## Records
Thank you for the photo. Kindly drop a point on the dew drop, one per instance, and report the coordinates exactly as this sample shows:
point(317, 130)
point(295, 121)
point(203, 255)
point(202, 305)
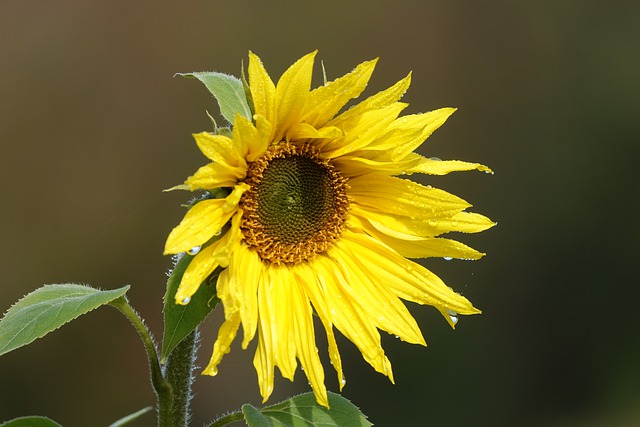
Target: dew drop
point(453, 316)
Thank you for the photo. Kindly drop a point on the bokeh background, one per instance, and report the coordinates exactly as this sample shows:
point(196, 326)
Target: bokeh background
point(93, 127)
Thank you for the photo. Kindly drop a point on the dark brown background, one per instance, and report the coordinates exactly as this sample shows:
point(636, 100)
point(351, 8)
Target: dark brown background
point(93, 127)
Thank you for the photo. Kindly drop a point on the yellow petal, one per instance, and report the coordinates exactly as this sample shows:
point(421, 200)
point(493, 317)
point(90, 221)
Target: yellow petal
point(426, 247)
point(389, 312)
point(246, 269)
point(282, 322)
point(407, 133)
point(305, 342)
point(292, 91)
point(260, 144)
point(249, 138)
point(306, 278)
point(357, 165)
point(199, 225)
point(222, 346)
point(203, 221)
point(263, 91)
point(214, 175)
point(407, 279)
point(304, 131)
point(404, 197)
point(220, 149)
point(375, 102)
point(207, 260)
point(325, 102)
point(264, 363)
point(443, 167)
point(360, 131)
point(348, 315)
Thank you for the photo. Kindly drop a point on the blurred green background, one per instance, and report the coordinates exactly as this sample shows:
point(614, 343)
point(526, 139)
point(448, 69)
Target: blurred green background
point(93, 127)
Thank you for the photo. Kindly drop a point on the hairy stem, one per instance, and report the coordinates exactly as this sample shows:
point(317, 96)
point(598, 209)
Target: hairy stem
point(163, 389)
point(179, 373)
point(227, 419)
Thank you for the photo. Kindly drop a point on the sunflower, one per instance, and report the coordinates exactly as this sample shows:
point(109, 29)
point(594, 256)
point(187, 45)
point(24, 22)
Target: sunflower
point(317, 218)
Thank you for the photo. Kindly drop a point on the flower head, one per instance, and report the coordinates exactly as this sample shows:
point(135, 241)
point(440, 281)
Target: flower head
point(322, 220)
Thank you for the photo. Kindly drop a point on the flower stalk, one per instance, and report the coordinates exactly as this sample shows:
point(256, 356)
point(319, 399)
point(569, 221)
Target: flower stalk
point(163, 388)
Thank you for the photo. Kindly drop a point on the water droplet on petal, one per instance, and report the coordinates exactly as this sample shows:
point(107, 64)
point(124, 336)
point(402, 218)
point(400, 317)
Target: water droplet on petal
point(453, 316)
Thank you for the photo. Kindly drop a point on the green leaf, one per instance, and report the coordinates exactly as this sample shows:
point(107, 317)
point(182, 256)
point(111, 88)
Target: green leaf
point(304, 411)
point(228, 90)
point(181, 320)
point(33, 421)
point(132, 417)
point(46, 309)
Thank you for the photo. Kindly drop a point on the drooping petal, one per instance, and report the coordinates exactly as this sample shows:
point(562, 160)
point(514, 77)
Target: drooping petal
point(264, 359)
point(226, 335)
point(207, 260)
point(385, 308)
point(443, 167)
point(404, 197)
point(246, 269)
point(280, 295)
point(214, 175)
point(203, 221)
point(349, 316)
point(305, 343)
point(418, 247)
point(306, 278)
point(409, 280)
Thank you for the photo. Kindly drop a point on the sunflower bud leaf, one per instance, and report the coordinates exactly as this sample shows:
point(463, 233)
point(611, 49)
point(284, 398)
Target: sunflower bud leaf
point(304, 411)
point(46, 309)
point(228, 91)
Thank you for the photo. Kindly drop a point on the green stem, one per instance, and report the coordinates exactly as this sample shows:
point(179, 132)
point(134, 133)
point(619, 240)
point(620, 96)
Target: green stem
point(162, 387)
point(227, 419)
point(179, 373)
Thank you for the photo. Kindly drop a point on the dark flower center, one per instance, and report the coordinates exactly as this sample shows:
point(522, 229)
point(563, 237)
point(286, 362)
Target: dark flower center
point(296, 206)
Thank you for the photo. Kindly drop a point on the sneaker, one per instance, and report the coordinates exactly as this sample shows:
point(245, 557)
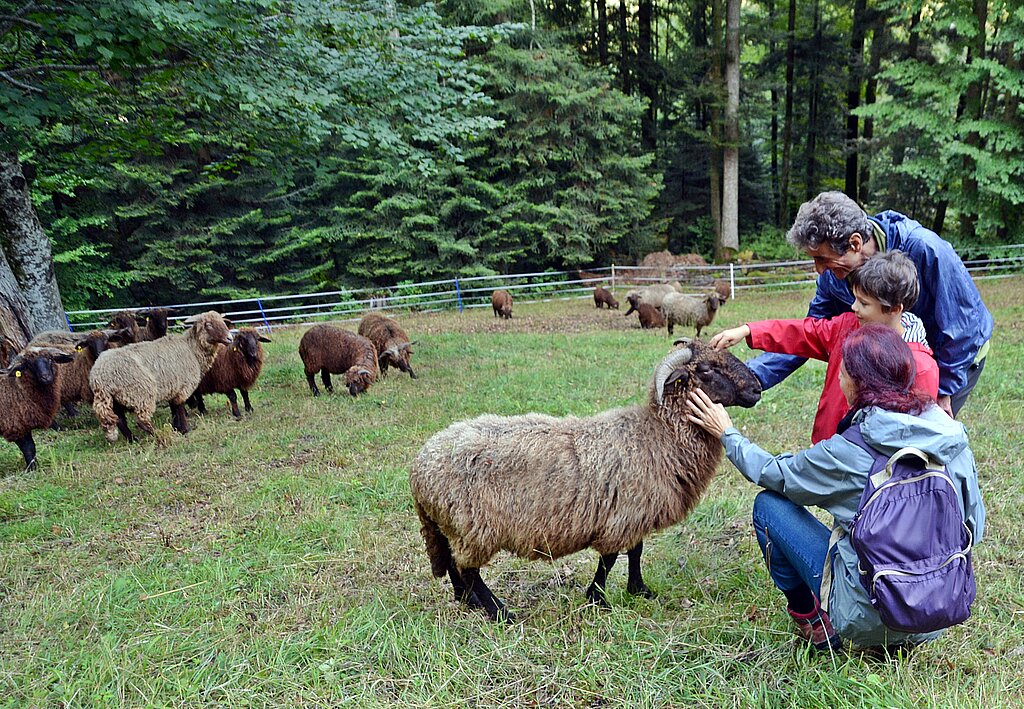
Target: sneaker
point(815, 627)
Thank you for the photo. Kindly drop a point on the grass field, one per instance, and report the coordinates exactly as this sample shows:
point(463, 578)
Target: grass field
point(276, 560)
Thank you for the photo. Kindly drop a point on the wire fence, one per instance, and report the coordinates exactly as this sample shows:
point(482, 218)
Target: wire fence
point(466, 293)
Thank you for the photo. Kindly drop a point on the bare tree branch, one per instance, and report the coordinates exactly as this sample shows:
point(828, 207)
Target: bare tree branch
point(17, 84)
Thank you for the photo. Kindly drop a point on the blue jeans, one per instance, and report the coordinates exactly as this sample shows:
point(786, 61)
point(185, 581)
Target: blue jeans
point(794, 541)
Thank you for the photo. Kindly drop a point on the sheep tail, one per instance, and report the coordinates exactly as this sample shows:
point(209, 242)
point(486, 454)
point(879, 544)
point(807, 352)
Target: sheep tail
point(438, 549)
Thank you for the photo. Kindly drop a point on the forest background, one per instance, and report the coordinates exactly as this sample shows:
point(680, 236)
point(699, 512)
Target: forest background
point(175, 151)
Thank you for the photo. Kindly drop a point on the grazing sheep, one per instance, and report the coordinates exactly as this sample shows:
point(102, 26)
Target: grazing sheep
point(328, 349)
point(649, 316)
point(75, 375)
point(236, 367)
point(154, 321)
point(685, 309)
point(542, 487)
point(603, 296)
point(393, 345)
point(137, 376)
point(652, 295)
point(30, 397)
point(501, 301)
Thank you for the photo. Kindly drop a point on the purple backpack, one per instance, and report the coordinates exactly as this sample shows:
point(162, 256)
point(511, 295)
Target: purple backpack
point(912, 547)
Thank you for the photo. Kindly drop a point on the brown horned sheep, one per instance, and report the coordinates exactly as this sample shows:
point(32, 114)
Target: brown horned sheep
point(603, 297)
point(30, 397)
point(393, 345)
point(501, 302)
point(685, 309)
point(236, 367)
point(328, 349)
point(138, 376)
point(542, 487)
point(649, 317)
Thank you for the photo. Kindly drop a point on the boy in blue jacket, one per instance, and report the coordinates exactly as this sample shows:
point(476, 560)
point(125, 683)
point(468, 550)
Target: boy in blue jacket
point(834, 231)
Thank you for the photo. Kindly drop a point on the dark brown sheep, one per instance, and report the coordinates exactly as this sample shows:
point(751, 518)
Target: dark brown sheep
point(393, 345)
point(328, 349)
point(237, 367)
point(30, 397)
point(501, 301)
point(154, 322)
point(649, 317)
point(603, 296)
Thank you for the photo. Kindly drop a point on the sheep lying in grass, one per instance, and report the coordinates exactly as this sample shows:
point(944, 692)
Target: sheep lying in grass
point(236, 367)
point(685, 309)
point(542, 487)
point(138, 376)
point(392, 344)
point(501, 303)
point(328, 349)
point(30, 397)
point(603, 297)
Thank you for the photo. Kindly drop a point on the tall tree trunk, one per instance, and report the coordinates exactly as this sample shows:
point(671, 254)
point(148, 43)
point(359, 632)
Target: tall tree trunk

## Your goal
Skip the images and write out the rest of the listing exactly.

## Response to the exercise
Thank you for the photo. Kindly drop a point on the dew drop, one per instance, and report the coordinates exactly as this sample shows:
point(317, 130)
point(295, 121)
point(203, 255)
point(202, 305)
Target: dew drop
point(453, 316)
Thank you for the photo. Kindly drop a point on the bokeh background, one per instance, and report the coordinates exactly as this sample shows:
point(196, 326)
Target: bokeh background
point(93, 127)
Thank you for the photo. Kindly drop a point on the dark brown background, one per instance, and report the coordinates exactly as this sample shows:
point(636, 100)
point(351, 8)
Target: dark brown background
point(93, 127)
Thank you for the photo. Kindly drop a point on the yellow petal, one per instance, and report the coordinates exactly as this sample shows:
point(421, 200)
point(493, 317)
point(90, 221)
Target: yellow petal
point(426, 247)
point(389, 312)
point(246, 269)
point(282, 322)
point(407, 133)
point(305, 342)
point(292, 91)
point(260, 144)
point(249, 138)
point(306, 278)
point(357, 165)
point(199, 225)
point(222, 346)
point(203, 221)
point(263, 91)
point(214, 175)
point(407, 279)
point(304, 131)
point(404, 197)
point(220, 149)
point(375, 102)
point(207, 260)
point(325, 102)
point(264, 363)
point(443, 167)
point(360, 131)
point(348, 315)
Thank you for the photo. Kindly drop a point on the blurred green background, one per instance, and report the coordinates exactly as this sample shows:
point(614, 343)
point(526, 139)
point(448, 69)
Target: blurred green background
point(93, 127)
Thank you for the photo. Kindly drop a point on the hairy stem, one per instance, and report the coordinates exactly as this sample shows:
point(317, 96)
point(598, 209)
Target: hairy stem
point(163, 389)
point(179, 373)
point(227, 419)
Thank you for the photo. Kindly drop a point on the sunflower, one per instance, and report the coordinates exactly as this sample shows:
point(109, 29)
point(594, 256)
point(187, 45)
point(24, 22)
Target: sunflower
point(317, 218)
Thank you for the photo. Kindly drop a point on the flower head, one per instance, and report the coordinates exactly as this sample shows:
point(135, 241)
point(440, 281)
Target: flower head
point(322, 220)
Thank you for the photo. Kindly drop a point on the flower stalk, one per instance, and report the coordinates exactly as this sample shows:
point(256, 356)
point(319, 399)
point(569, 221)
Target: flower stalk
point(163, 388)
Thank you for the photo. Kindly drop a point on the water droplet on petal, one per instance, and report the coordinates exactly as this sample shows:
point(107, 64)
point(124, 336)
point(402, 218)
point(400, 317)
Target: water droplet on petal
point(453, 316)
Thank you for the photo. Kindly drop a point on the green leaf, one per instance, and report the coordinates exactly as this sample shows:
point(107, 317)
point(182, 256)
point(111, 88)
Target: green leaf
point(304, 411)
point(228, 90)
point(181, 320)
point(33, 421)
point(132, 417)
point(46, 309)
Thank you for the photo. Kindly drop a point on the drooping petal, one per instance, and report the coordinates exactly as this sample shows:
point(562, 160)
point(514, 77)
Target: drooping petal
point(264, 359)
point(226, 335)
point(207, 260)
point(385, 308)
point(443, 167)
point(404, 197)
point(246, 269)
point(280, 295)
point(214, 175)
point(203, 221)
point(349, 316)
point(305, 343)
point(418, 247)
point(306, 278)
point(409, 280)
Thank you for the photo. Kindly drop a point on the sunflower bud leaf, one per instance, and report the coordinates exactly as this sample shows:
point(463, 233)
point(611, 49)
point(284, 398)
Target: sunflower bud leaf
point(304, 411)
point(46, 309)
point(228, 91)
Thank you for the photo. Kindly drop a point on the green stem, one per instance, and report the coordinates exactly as this sample shows:
point(179, 132)
point(134, 133)
point(619, 240)
point(620, 96)
Target: green stem
point(162, 387)
point(227, 419)
point(179, 373)
Thank you for the photo. Kindly drop a point on the dark flower center, one per instance, and report the coordinates exactly as this sample shows:
point(522, 229)
point(563, 237)
point(286, 362)
Target: dark flower center
point(296, 206)
Thank you for the photo. Kindly drop a point on the sneaker, one per instance, and report the coordinates exactly as this sample shows:
point(245, 557)
Target: sneaker
point(815, 627)
Thank you for the photo. Kindly drop a point on the grass field, one per instance, and report the coordinates exactly as this sample shows:
point(463, 578)
Target: grass field
point(276, 560)
Thank you for the photo. Kindly drop a point on the wire fence, one per instance, and report the coordinates exactly as this sample shows:
point(482, 218)
Target: wire fence
point(466, 293)
Thank you for the photo. Kindly drop a point on the bare tree branch, one per instance, and report the coordinates exactly as this sample shows:
point(828, 207)
Target: bare tree branch
point(17, 84)
Thank you for the photo. Kindly drop a point on the blue jeans, one per instance, and report the coordinates exactly as this sample shows:
point(786, 61)
point(185, 581)
Target: blue jeans
point(794, 541)
Thank you for the photo. Kindly drop a point on the sheep tail, one per instance, and report the coordinates exactly as this sample shows:
point(209, 242)
point(486, 454)
point(879, 544)
point(807, 352)
Target: sheep tail
point(438, 549)
Thank you for the photo. Kindly drop a point on the forest background, one per instance, and report the coordinates exactly as this sample shows:
point(680, 236)
point(699, 512)
Target: forest background
point(175, 151)
Thank you for the photo. Kindly drop a point on the grazing sheep, one per instance, and report the coordinates exactly as this sample shows:
point(102, 26)
Target: grazing sheep
point(328, 349)
point(649, 316)
point(75, 375)
point(236, 367)
point(154, 321)
point(685, 309)
point(542, 487)
point(603, 296)
point(393, 345)
point(137, 376)
point(652, 295)
point(30, 397)
point(501, 301)
Thank you for the photo. Kindly drop a point on the purple backpack, one per instance, and report the coordinates exactly as this sample shows:
point(162, 256)
point(511, 295)
Target: purple backpack
point(912, 547)
Thank you for the photo. Kindly drop a point on the brown horned sheep, one per instance, and report the coordinates exactly as this sample shows:
point(32, 114)
Target: brown horned sheep
point(603, 297)
point(30, 397)
point(393, 345)
point(501, 302)
point(685, 309)
point(236, 367)
point(328, 349)
point(138, 376)
point(542, 487)
point(649, 317)
Thank you for the photo. Kindly drop a point on the boy in blue jacket, one per instance, and report the coordinates exactly as this sample shows:
point(476, 560)
point(125, 683)
point(468, 550)
Target: boy in blue jacket
point(834, 231)
Thank you for the photo. Kindly drop a point on the dark brown sheep, one per instance, and report the coordinates exactly as this sample shows:
point(751, 518)
Target: dark brown sheep
point(393, 345)
point(328, 349)
point(237, 367)
point(30, 397)
point(501, 301)
point(154, 322)
point(649, 317)
point(603, 296)
Thank you for the photo. Kindly drop a point on the sheep lying in grass, one per instance, and report the coordinates exactly as this sample shows:
point(944, 692)
Target: sheep lying in grass
point(236, 367)
point(685, 309)
point(542, 487)
point(138, 376)
point(392, 344)
point(501, 303)
point(328, 349)
point(30, 397)
point(603, 297)
Thank you for the photo. Kindly drop a point on the tall tree trunk, one per instance, and report the coordinates exactly as this sample shows:
point(671, 254)
point(148, 43)
point(359, 632)
Target: tall tree trunk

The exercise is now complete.